Material for this task:

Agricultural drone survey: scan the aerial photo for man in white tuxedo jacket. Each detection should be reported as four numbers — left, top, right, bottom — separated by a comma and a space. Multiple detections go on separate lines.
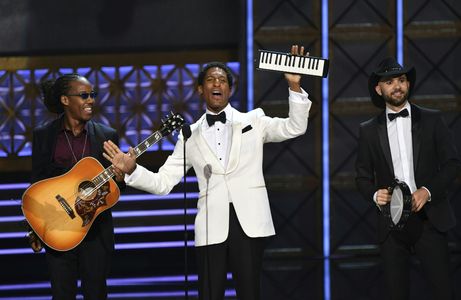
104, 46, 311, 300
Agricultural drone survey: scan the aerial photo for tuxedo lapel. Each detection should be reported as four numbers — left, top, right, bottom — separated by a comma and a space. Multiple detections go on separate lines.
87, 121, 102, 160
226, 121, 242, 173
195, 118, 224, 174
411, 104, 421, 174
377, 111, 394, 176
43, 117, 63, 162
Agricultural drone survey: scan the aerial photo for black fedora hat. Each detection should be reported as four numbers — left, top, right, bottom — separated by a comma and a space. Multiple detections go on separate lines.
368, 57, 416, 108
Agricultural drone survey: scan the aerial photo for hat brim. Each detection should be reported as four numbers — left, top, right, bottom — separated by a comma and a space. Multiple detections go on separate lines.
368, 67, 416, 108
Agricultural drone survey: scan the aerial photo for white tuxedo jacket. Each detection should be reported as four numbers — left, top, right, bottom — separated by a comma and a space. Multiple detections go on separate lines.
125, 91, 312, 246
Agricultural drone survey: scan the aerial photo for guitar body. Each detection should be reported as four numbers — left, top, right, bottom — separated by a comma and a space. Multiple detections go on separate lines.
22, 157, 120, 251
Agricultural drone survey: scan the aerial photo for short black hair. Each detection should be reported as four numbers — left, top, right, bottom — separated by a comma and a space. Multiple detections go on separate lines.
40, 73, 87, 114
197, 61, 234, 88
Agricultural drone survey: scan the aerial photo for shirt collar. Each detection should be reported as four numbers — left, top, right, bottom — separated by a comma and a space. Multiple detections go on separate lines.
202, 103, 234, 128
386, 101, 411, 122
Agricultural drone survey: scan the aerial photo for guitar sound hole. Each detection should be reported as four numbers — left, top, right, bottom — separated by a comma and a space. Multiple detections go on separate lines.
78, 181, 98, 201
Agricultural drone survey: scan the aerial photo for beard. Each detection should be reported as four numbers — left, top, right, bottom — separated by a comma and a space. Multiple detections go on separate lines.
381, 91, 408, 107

Objective: Rewrite all of the records above with every "aerial photo" swapped for "overhead image", changing nothing else. Omit the pictures.

Task result:
Agricultural drone survey: scan the overhead image for man in white tuxedo jacket. Each detection should be reported as four numbers — left, top, right, bottom — separated by a comma and a space. Multiple detections go on separate lines.
104, 46, 311, 300
Agricultural drone survey: scan the overhead image for tuxedo lapel. Each detection should be reported as four numbers — left, top, right, bottom — separated by a comma and a space. Multiple detections go on separate lines.
87, 121, 102, 160
226, 121, 242, 173
195, 118, 224, 174
411, 104, 421, 174
377, 111, 394, 176
43, 117, 63, 162
Agricultural drone survey: scan the overhead image for black fedora hat. Each detection should be reported as four numbers — left, top, right, bottom — separated by a comma and a space. Multiple detections go on separate lines.
368, 57, 416, 108
Agricultural drone survey: scan the overhead image for hat brim. Each detection should be reported as four numbers — left, top, right, bottom — separated by a comma and a space. Multiple detections go on separate lines.
368, 67, 416, 108
Agricultural drone survey: scan the overhead image for white tuxedo jacket. Each detection should be reported as four numbers — left, top, right, bottom — separated by a comma and a space. Multiple detections go on separate lines.
125, 91, 312, 246
Agricultural drone survey: scan the overhead image for guitar body. Each detection should be reported as four numbers — left, top, right, bottom — separated by a comma and a space. Multiple detections go on separate lines.
22, 157, 120, 251
Agricultural drone survey: scan the overhead image for short black hair. Each detection should be reported as four numbers — left, top, right, bottom — separated by a comma and a space. Multiple detections go on separate lines.
40, 73, 87, 114
197, 61, 234, 88
Agricultural drone survey: scan the overhead image for shirt collar. Each detection should be reported as four numbers — left, top, right, bottom — separated by a comma and a space. Multiple detections go on separate lines.
202, 103, 234, 128
386, 101, 411, 122
Agricultural drone survey: scan the overhead image for guitar sound hole. Each detection should be reported as four numbers — left, top, right, bottom — separated by a comma and a space. Multiple detections go on separate lines.
78, 181, 98, 201
Agricultural drone survey: scan the overhead image for beard. Each detection should be reported as four numbers — left, top, right, bottom — separated by a comma and a space. Multiple detections go on separate lines.
381, 91, 408, 107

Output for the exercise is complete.